EXERCISE DESCRIPTION: Rescale the records below from the line that contains "In this exercise you will spot the van side mirror" through the line that contains "<point>484,159</point>", writing out every line in that span, requests included, and multiplying each point coordinate in the answers by 2.05, rounded to whole numbers with halves going up. Keep the numbers in the requests and in their format samples unchanged.

* * * *

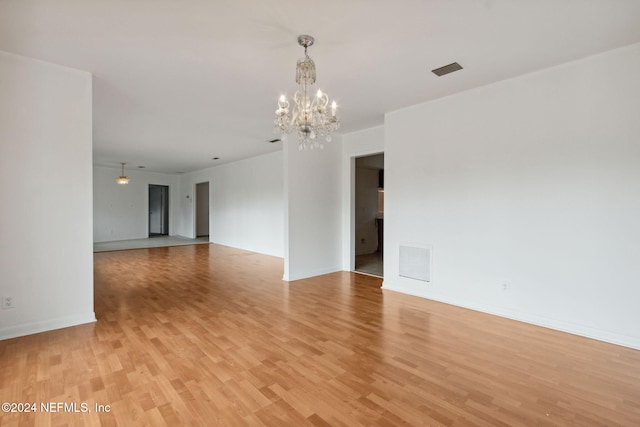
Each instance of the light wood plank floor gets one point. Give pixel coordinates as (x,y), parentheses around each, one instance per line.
(208,335)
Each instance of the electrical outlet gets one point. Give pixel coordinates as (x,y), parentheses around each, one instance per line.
(8,302)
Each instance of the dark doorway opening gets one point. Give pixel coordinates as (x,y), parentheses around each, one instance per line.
(202,209)
(158,210)
(369,214)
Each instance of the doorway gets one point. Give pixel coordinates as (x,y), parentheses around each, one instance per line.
(158,210)
(369,214)
(202,209)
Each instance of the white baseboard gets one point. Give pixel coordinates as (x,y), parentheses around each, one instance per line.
(311,273)
(559,325)
(45,325)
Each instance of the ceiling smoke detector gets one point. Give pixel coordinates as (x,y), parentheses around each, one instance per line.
(447,69)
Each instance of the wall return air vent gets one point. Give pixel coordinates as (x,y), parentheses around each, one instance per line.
(415,263)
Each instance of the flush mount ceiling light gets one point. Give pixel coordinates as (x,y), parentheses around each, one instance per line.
(122,179)
(310,117)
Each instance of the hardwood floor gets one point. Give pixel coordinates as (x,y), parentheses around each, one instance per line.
(209,335)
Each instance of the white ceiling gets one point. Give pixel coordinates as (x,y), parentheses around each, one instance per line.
(179,82)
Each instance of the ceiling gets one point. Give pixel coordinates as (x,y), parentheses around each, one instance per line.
(177,83)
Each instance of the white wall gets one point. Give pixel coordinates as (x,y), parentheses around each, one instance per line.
(121,212)
(356,144)
(532,182)
(246,204)
(46,261)
(313,227)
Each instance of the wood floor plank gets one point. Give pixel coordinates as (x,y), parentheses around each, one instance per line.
(209,335)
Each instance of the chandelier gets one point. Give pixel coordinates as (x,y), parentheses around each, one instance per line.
(122,179)
(310,117)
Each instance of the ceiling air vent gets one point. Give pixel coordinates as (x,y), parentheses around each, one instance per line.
(447,69)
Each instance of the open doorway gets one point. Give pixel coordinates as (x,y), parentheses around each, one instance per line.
(369,214)
(202,209)
(158,210)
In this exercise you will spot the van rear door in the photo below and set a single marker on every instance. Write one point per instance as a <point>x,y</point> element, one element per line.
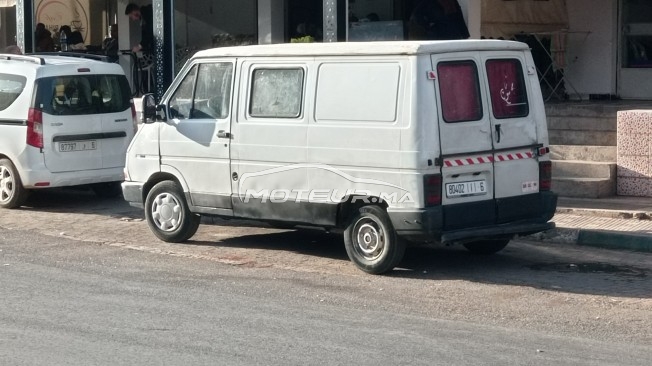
<point>515,135</point>
<point>465,140</point>
<point>87,121</point>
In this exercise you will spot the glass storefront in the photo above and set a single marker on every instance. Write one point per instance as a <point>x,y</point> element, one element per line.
<point>200,25</point>
<point>637,33</point>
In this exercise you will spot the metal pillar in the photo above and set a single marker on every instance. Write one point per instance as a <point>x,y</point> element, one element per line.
<point>163,51</point>
<point>25,25</point>
<point>330,20</point>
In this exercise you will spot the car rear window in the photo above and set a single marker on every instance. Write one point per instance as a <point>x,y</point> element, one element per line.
<point>507,88</point>
<point>10,88</point>
<point>83,94</point>
<point>459,90</point>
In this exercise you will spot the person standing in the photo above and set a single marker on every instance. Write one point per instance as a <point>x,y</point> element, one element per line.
<point>143,14</point>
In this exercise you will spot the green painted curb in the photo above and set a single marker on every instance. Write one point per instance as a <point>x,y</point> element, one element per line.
<point>615,240</point>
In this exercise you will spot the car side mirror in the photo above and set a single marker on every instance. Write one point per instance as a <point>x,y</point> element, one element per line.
<point>151,109</point>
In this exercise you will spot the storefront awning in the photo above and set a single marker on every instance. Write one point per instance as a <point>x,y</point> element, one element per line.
<point>7,3</point>
<point>505,18</point>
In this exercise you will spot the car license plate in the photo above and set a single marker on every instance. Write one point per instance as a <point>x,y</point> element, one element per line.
<point>77,145</point>
<point>472,188</point>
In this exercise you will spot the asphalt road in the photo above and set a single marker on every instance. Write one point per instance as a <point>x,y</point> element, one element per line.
<point>83,282</point>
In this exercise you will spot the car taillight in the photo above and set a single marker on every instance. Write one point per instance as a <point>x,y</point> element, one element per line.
<point>432,189</point>
<point>35,128</point>
<point>545,175</point>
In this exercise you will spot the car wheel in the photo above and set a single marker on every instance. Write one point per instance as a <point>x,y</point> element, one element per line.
<point>168,215</point>
<point>486,247</point>
<point>107,190</point>
<point>12,193</point>
<point>371,242</point>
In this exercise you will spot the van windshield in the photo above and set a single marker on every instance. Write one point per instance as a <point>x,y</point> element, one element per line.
<point>83,94</point>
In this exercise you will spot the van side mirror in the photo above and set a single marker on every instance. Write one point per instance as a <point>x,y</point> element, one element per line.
<point>151,109</point>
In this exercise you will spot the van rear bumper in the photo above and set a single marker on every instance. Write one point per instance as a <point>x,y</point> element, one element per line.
<point>430,224</point>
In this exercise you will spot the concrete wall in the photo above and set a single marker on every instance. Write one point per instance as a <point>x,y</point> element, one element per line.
<point>591,58</point>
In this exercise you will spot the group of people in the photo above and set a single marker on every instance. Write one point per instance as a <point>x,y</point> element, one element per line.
<point>45,41</point>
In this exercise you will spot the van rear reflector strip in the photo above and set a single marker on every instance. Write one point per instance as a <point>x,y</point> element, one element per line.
<point>469,161</point>
<point>515,156</point>
<point>484,159</point>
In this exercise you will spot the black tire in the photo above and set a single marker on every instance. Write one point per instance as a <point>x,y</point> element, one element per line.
<point>168,215</point>
<point>12,192</point>
<point>486,247</point>
<point>107,190</point>
<point>371,242</point>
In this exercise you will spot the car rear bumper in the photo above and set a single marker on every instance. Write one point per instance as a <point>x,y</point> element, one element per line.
<point>442,224</point>
<point>133,193</point>
<point>32,179</point>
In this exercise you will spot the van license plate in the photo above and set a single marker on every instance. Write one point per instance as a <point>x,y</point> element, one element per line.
<point>77,145</point>
<point>472,188</point>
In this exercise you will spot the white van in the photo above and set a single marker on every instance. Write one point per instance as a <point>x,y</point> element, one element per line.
<point>392,142</point>
<point>65,120</point>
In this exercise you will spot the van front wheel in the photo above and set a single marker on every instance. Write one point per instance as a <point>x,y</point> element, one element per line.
<point>12,193</point>
<point>486,247</point>
<point>168,215</point>
<point>371,242</point>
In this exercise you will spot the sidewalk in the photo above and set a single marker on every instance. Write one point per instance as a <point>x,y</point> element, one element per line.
<point>615,222</point>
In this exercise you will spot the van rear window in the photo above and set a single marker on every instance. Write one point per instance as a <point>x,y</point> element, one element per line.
<point>507,88</point>
<point>459,91</point>
<point>10,88</point>
<point>83,94</point>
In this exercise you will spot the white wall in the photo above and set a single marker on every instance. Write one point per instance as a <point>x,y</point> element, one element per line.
<point>591,58</point>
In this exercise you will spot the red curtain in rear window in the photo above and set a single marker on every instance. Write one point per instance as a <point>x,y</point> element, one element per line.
<point>459,91</point>
<point>507,88</point>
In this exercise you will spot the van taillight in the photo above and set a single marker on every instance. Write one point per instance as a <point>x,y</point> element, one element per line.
<point>432,189</point>
<point>35,128</point>
<point>545,175</point>
<point>134,116</point>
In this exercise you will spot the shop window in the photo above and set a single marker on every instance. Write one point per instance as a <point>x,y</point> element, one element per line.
<point>276,93</point>
<point>10,88</point>
<point>459,91</point>
<point>507,88</point>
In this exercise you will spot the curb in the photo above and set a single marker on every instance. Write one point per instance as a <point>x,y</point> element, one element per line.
<point>615,240</point>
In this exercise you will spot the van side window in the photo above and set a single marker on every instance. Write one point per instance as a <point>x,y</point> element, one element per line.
<point>213,92</point>
<point>181,101</point>
<point>276,93</point>
<point>10,88</point>
<point>459,90</point>
<point>507,88</point>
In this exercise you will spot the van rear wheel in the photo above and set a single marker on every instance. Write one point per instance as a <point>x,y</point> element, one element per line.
<point>168,215</point>
<point>486,247</point>
<point>371,242</point>
<point>12,192</point>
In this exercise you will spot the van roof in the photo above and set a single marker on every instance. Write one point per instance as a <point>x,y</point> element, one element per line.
<point>363,48</point>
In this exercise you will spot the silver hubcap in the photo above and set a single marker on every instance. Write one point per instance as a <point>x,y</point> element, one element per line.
<point>6,184</point>
<point>369,238</point>
<point>167,212</point>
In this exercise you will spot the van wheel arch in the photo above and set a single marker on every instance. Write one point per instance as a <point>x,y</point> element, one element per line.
<point>350,206</point>
<point>371,241</point>
<point>12,192</point>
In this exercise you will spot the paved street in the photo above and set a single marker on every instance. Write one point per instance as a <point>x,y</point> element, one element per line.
<point>85,280</point>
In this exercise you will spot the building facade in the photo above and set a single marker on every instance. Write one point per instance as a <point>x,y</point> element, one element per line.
<point>585,49</point>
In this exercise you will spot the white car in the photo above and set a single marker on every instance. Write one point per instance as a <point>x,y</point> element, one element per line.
<point>64,121</point>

* * * *

FULL SOLUTION:
In this exercise you will spot the van side mirror in the photo above and set a single marker on every instance. Write one point per instance as a <point>x,y</point> element, one element per line.
<point>310,223</point>
In this exercise you will spot the van rear bumper in the photo above and set a single marker on every instance. Write one point per instance as a <point>x,y</point> element, one element per line.
<point>882,459</point>
In this exercise you will spot the concrete wall in the photo above and set a single marker on every instance. Write one point per instance as a <point>x,y</point> element, one element per line.
<point>1212,119</point>
In this exercise you will spot the group of people in the photo above and set a single marker on every instance. Write one point per instance as a <point>x,y</point> element, one element per line.
<point>92,84</point>
In this exercise you will spot the van rear reflector strip in the photo above and set a single marker on every instance. Write one point per instance as a <point>x,y</point> element, one element per line.
<point>961,330</point>
<point>1056,320</point>
<point>992,326</point>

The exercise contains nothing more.